(Examples of point labeling)
------------------------------------------------------------------------
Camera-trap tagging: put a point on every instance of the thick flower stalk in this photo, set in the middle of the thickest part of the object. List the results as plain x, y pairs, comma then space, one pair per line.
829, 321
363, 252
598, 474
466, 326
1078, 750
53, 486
------------------------------------------------------------------------
Work to do - Retype all of the material above line for line, without changing a single character.

Reply to the exercise -
Camera-trap tagging: put a point on every instance of the thick flower stalk in this photo, set in the middle of the thickest part of the object. List the results as plain x, y pairs, comma then space, one pair per line.
829, 321
363, 252
598, 474
466, 326
1078, 750
53, 486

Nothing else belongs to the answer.